#### DOCUMENT
Ride Like You’re Invisible?

The Advice

“I ride like I’m invisible.”
“You have to assume they don’t see you.”
“I ride so it doesn’t matter if they see me or not.”

How often does some variation of this advice come up on Internet forums? Perhaps you’ve heard it in person from a well-meaning and even experienced cyclist. I’ve even see it as official advice from time to time in articles about “bike safety”.

Maybe you can tell from the language I’m using that I don’t really agree with it.

Why not?

Let’s take a few variations.

“Don’t assume they see you.”

That much is fine. There’s very few things in life that you should assume without verification, and your visibility to other traffic, especially when on a bicycle, is not one of them. But do you see the difference between that and

“Assume they don’t see you”?

From that variation, it’s a short jump to “ride like you’re invisible” and “ride so it doesn’t matter if you are seen”, so let’s talk about those.

The Problem

What would it mean to “ride like you’re invisible”? Obviously, if you were really invisible, you wouldn’t dare put yourself anywhere in the path of any motor vehicle coming from any direction, behind, in front, or from the side. The only way to do that is to stick to the side of the road (to avoid the overtakers you are assuming don’t see you), the farther away from traffic the better, or maybe the sidewalk if the road is really scary. Don’t venture any farther into any intersection than necessary, and if you do, stick to somewhere that looks protected, like a crosswalk. At least then if you do get hit, it will obviously be the motorist’s fault. You better be prepared to yield to any motor vehicle you do encounter at an intersection, so be sure to stop, look, and wait at every intersection you encounter.

Does this sound like familiar behavior?

The problem with this type of behavior is the high demand it places on the bicyclist’s powers of observation, sometimes in 360 degrees. It often asks this of the surrounding motorists as well. At intersections, you’re coming from a different place than motorists are already looking for other traffic, probably faster than a pedestrian, and maybe from a blind spot. (Don’t forget about blind spots!) The crash statistics show that the majority of bike/car collisions happen at intersections. So by riding this way, either you are placing yourself at greater intersection crash risk, or to avoid that, you need to go through them at approximately pedestrian speed. (And even at pedestrian speed, you are less maneuverable than a true pedestrian!)

What if there were a way of riding that minimized the need for constant 360 degree observation, allowing you to focus most of your attention forward, placed you where other drivers were already looking, and at intersection positions that minimized conflicting movement?

You’re in luck! That’s exactly what the rules of the road were developed to do!

But wait. That involves riding in the road. How can you do that if you’re invisible?

The Solution

Well, the bottom line is you can’t. And that’s the problem with the “ride like you’re invisible” advice. If you are really assuming you are invisible, and ride like it doesn’t matter, you can’t really follow the rules of the road at the same time. And frankly, if you’re not taking any measures to make yourself visible, for example if you are not using lights at night, it certainly can be dangerous to try to ride with traffic. What’s the answer?

Let’s go back to the first statement, “don’t assume they see you.” That’s certainly sensible. But instead of giving up and figuring you might as well assume they don’t, why not take steps to increase the probability that they do? Among the obvious ones are bright colored clothing during the day, and lights at night. If you want to go further, you can get high visibility and reflective clothing and gear. Those things are all a good start.
########
#### STORED ROWS
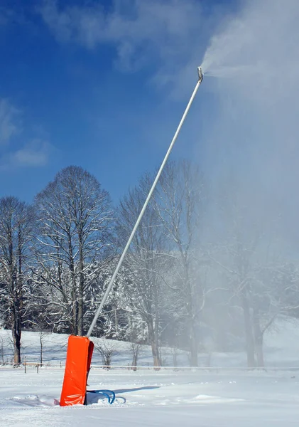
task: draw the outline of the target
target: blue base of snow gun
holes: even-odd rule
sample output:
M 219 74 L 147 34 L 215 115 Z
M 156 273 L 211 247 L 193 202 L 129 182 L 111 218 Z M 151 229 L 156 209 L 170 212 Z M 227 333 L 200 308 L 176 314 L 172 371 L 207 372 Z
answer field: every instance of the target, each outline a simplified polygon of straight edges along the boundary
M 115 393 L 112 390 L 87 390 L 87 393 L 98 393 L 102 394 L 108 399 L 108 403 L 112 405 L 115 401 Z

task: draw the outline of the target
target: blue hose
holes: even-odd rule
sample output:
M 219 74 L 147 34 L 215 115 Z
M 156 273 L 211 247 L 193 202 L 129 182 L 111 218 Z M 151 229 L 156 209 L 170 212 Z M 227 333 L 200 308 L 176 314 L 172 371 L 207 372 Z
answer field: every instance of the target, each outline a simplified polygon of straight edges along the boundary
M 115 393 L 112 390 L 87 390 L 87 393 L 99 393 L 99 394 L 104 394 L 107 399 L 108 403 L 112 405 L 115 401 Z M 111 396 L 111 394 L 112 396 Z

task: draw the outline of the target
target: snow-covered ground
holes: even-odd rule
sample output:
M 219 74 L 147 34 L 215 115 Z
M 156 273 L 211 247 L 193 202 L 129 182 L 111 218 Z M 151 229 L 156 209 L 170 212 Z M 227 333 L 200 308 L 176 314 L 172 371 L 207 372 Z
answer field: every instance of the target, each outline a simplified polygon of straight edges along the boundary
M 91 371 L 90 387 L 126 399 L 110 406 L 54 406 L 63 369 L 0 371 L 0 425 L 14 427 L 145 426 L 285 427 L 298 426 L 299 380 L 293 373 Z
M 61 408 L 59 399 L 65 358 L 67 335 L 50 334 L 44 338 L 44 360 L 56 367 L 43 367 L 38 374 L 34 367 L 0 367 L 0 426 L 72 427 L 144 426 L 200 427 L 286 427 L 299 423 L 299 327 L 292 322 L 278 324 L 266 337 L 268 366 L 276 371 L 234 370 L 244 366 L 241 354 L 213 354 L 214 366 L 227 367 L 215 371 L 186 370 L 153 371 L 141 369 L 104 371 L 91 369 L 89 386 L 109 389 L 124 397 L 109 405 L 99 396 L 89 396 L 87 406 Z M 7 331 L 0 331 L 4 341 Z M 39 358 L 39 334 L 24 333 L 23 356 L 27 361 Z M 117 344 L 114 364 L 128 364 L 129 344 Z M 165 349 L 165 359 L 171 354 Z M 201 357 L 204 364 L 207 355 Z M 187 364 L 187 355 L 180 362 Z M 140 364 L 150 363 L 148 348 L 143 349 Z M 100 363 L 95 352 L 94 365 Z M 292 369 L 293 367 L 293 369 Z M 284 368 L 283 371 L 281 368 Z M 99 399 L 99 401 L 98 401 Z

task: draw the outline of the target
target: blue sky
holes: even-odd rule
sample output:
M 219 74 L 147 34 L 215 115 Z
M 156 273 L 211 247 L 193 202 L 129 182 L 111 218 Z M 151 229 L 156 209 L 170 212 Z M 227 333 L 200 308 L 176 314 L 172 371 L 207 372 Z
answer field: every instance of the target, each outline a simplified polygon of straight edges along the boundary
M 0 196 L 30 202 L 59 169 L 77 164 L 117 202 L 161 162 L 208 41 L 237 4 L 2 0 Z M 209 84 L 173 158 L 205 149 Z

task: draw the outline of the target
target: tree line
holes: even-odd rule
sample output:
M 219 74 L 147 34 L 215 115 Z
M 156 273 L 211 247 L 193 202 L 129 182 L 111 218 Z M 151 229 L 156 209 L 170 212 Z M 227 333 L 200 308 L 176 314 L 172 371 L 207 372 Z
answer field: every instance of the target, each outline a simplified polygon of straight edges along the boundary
########
#### STORED ROWS
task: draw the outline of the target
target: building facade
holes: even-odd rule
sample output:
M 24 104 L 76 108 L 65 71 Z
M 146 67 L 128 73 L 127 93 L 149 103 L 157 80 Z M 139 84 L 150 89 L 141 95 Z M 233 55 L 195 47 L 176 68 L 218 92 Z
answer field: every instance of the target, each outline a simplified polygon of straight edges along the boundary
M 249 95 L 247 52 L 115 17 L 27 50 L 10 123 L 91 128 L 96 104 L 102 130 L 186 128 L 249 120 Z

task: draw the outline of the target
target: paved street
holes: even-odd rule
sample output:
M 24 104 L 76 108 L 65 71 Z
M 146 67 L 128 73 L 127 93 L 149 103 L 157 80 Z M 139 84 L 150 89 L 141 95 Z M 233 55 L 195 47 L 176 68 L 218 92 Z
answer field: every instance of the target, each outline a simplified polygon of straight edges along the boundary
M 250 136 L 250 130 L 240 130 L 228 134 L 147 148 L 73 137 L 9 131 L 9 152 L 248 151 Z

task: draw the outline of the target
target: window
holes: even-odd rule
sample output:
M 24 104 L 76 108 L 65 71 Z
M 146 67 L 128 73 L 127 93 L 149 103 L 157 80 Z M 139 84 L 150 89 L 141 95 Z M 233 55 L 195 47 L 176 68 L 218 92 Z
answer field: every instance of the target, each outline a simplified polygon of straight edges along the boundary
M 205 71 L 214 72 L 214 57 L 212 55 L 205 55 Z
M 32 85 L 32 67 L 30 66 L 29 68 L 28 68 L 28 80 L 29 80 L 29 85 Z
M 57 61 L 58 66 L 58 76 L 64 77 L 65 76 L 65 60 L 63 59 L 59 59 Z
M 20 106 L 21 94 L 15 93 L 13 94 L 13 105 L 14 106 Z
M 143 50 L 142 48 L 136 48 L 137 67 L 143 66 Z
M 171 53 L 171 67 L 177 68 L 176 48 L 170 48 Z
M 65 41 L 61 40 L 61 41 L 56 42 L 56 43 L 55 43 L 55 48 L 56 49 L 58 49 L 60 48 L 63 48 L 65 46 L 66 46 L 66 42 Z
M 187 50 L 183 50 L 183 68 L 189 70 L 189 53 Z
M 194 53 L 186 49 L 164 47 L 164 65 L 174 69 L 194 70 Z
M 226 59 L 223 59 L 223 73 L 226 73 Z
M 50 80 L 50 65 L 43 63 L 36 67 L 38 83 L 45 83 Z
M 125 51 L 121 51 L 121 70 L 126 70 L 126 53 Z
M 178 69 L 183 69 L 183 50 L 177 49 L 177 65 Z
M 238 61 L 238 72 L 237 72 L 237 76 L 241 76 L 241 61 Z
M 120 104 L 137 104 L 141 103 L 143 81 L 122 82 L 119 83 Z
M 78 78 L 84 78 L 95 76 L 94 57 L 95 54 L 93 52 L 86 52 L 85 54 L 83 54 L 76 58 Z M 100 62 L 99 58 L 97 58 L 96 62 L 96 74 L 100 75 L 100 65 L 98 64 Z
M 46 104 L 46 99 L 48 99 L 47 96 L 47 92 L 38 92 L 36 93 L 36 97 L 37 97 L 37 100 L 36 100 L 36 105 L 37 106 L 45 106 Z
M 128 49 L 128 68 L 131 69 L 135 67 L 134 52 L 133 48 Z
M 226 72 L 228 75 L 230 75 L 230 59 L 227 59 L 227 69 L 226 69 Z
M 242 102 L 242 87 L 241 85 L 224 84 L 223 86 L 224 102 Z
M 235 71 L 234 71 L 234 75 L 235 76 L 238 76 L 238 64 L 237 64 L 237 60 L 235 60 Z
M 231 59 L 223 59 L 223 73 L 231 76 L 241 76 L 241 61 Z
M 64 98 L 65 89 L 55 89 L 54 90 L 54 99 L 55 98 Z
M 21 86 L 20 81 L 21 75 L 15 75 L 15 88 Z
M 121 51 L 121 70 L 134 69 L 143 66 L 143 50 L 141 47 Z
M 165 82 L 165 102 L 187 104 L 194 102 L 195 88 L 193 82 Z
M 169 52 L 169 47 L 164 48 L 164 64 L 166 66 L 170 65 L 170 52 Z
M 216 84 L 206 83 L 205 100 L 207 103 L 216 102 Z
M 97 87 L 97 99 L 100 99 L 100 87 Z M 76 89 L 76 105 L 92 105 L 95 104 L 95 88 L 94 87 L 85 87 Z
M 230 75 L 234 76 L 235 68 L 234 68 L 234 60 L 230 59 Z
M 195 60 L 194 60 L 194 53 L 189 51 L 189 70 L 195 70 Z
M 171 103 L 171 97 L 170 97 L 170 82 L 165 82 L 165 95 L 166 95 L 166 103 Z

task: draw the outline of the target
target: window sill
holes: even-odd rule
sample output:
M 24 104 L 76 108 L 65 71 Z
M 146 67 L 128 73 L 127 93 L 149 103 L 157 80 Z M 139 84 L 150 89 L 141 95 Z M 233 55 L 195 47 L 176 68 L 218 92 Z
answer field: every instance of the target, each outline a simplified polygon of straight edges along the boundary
########
#### STORED ROWS
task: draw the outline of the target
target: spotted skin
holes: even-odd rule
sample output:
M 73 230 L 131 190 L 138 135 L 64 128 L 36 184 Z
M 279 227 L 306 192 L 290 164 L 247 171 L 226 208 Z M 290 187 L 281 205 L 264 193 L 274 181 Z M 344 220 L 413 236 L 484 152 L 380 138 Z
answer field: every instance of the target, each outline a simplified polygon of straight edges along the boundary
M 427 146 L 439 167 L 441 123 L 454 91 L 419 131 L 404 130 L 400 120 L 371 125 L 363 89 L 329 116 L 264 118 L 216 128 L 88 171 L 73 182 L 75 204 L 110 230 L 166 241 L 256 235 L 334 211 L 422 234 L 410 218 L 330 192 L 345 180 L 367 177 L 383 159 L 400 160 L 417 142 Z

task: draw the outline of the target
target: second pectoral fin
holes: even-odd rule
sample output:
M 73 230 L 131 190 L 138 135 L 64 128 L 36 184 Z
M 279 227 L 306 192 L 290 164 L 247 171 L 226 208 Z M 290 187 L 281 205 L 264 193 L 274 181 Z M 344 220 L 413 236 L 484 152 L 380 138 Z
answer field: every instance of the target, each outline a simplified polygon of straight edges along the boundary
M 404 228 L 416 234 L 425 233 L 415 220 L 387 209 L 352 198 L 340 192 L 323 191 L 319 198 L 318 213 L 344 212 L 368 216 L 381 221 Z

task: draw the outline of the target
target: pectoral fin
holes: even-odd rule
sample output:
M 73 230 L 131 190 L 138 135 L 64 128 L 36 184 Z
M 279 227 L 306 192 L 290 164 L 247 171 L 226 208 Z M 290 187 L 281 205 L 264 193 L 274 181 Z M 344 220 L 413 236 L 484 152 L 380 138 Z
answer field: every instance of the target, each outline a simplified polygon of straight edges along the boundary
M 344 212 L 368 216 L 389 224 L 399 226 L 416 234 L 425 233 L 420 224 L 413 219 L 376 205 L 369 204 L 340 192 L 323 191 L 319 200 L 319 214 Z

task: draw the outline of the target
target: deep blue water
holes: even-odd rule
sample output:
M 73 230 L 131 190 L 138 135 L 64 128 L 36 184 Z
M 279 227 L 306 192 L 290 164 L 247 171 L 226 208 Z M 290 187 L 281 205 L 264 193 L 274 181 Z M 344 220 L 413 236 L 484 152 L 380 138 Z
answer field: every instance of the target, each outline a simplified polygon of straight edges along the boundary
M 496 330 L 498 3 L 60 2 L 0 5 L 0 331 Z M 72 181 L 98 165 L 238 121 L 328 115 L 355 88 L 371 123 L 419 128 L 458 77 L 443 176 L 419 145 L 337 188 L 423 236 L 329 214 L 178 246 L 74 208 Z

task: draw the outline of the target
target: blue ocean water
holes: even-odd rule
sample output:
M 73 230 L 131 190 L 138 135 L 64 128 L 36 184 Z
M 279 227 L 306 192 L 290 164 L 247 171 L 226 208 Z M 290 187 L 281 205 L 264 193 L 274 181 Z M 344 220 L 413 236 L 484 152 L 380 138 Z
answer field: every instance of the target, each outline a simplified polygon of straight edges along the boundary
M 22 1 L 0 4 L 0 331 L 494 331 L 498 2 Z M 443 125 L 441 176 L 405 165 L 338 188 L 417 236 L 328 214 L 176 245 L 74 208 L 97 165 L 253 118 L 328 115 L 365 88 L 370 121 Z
########
*TASK OBJECTIVE*
Give every section heading in the article on riding as if invisible.

*SOLVED EXERCISE*
The Advice
The Problem
The Solution